■ DOCUMENT EXCERPT
At a time when political debate has deteriorated into name-calling and vituperative sniping, Mr. Powell embraced a level of decorum and propriety befitting a true statesman. He was a serious man. Steady, level-headed, intelligent and thoughtful, he commanded respect.
Mr. Powell eventually drew fire from partisans on both the left and the right. A longtime independent, he supported Barack Obama’s presidential candidacy. He later made clear that he was no fan of Donald Trump. Meanwhile, Democrats never forgave him for pressing the Bush administration’s case at the United Nations in 2003 for the removal of Saddam Hussein in Iraq.
Mr. Powell himself wanted little part of the ideological warfare that has, in recent decades, come to define American politics. “Powell is a problem-solver,” he said, speaking in the third person during a 2007 New York Times interview. “He was taught as a soldier to solve problems. So he has views, but he’s not an ideologue. He has passion, but he’s not a fanatic. He’s first and foremost a problem-solver.”

Records pointing to objects in photos
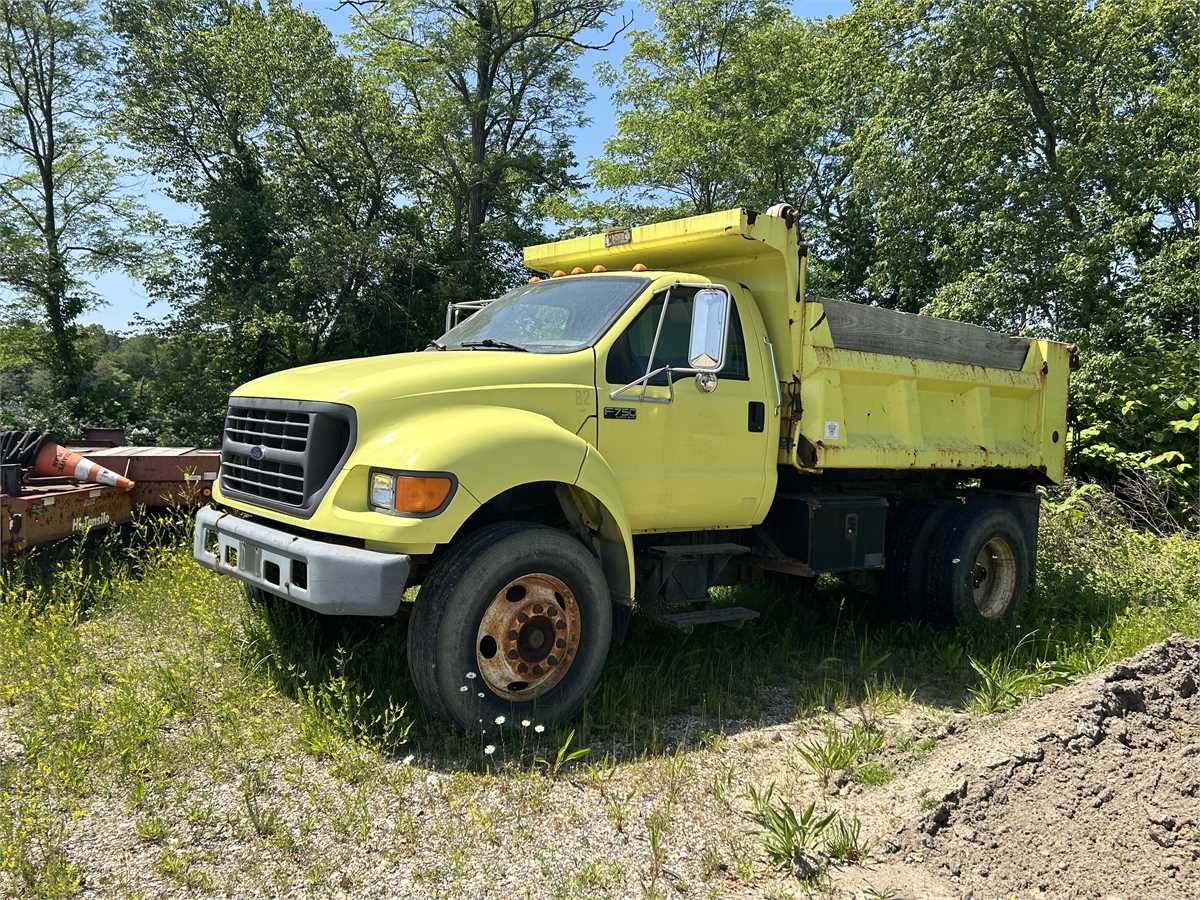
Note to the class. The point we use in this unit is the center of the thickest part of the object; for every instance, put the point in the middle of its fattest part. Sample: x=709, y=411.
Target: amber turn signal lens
x=421, y=493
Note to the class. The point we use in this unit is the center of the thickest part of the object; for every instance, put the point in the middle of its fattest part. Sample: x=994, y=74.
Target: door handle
x=756, y=417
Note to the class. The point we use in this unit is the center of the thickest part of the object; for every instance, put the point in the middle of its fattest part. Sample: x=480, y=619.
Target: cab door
x=701, y=460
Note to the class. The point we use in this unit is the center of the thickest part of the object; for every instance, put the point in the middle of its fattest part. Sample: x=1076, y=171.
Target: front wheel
x=516, y=612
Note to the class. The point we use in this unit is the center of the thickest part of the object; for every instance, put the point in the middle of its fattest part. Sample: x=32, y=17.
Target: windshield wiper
x=495, y=345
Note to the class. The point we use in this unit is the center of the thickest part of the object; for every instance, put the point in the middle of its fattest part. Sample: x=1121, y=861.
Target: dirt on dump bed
x=1093, y=791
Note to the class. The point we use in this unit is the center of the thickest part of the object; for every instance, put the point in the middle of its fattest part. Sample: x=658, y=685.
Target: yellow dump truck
x=658, y=411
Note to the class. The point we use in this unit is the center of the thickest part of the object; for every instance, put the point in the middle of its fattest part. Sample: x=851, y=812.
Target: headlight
x=383, y=490
x=414, y=495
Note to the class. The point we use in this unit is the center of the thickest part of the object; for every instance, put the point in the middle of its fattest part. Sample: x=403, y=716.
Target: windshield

■ WORK INSTRUCTIONS
Write what comes next in the passage about Mr. Powell, picking up after its last sentence. The records can be left aside.

■ THE OUTPUT
His was also a great American success story. Mr. Powell’s parents were from Jamaica, and he was born in Harlem. He joined the army after graduating from college and served two decorated combat tours in Vietnam. Mr. Powell remained in the army for 35 years, rising to the rank of four-star general. President Ronald Reagan tapped Mr. Powell as a national security adviser during the Cold War, and he served as chairman of the Joint Chiefs of Staff under President George H.W. Bush.
Mr. Powell played an integral role in the U.S. military campaign against Iraq in 1991 after Saddam invaded Kuwait. “Our strategy in going after this army is very simple,” he said during the Gulf War. “First, we’re going to cut it off, and then we’re going to kill it.”
Mr. Powell retired from the military in 1993. At that time, the Times reports, he was “the most popular public figure in America, owing to his straightforwardness, his leadership qualities and his ability to speak in blunt tones that Americans appreciated.” He contemplated a run for president but opted against it. Mr. Powell later re-entered public life, serving as secretary of state under President George W. Bush before stepping down in 2004.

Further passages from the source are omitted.